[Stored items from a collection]
——

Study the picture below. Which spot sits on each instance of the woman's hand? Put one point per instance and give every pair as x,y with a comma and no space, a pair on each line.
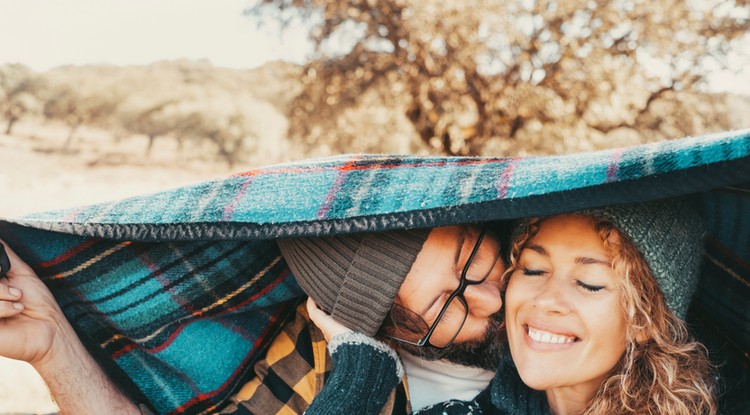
325,323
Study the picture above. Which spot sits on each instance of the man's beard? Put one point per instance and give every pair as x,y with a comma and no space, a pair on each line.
484,353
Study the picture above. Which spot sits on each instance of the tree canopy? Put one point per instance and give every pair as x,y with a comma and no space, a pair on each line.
470,75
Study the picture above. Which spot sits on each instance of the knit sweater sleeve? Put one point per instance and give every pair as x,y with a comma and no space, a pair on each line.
364,373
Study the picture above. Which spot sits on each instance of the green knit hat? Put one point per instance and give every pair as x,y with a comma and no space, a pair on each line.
669,235
356,277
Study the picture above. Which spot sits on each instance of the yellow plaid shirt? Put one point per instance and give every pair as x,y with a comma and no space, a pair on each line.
293,372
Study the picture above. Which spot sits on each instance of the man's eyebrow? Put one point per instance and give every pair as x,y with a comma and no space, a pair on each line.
582,260
462,239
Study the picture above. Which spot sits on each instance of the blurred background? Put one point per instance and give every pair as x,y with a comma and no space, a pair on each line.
103,99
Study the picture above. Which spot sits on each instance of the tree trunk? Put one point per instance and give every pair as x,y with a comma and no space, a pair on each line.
9,127
151,139
71,134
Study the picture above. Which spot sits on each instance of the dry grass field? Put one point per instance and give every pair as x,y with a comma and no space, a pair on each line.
36,175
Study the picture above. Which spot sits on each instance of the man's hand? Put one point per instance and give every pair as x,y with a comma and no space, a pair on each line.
327,325
34,329
29,315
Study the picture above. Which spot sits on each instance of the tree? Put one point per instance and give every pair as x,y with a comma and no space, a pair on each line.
19,87
468,74
77,104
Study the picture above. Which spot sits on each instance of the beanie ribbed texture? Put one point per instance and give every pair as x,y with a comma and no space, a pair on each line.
356,277
669,235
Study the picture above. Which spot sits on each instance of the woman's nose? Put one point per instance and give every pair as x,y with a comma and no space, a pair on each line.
551,297
483,299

——

■ What the task requires:
Would you retype the lines of the data above, from the one holding "of the beanie" through its final line, exactly and without adding any other line?

■ Your solution:
Study the picture above. Which spot sits on each instance of the beanie ribbed texture? Put one point per instance and give every pair as x,y with a comma and no space, a pair on each line.
356,277
669,235
Study the picture above. Which spot sits on each instance of the woman's nose? Put one point per instance and give every pair as x,y with a comma and no space, a pair on each line.
551,297
483,299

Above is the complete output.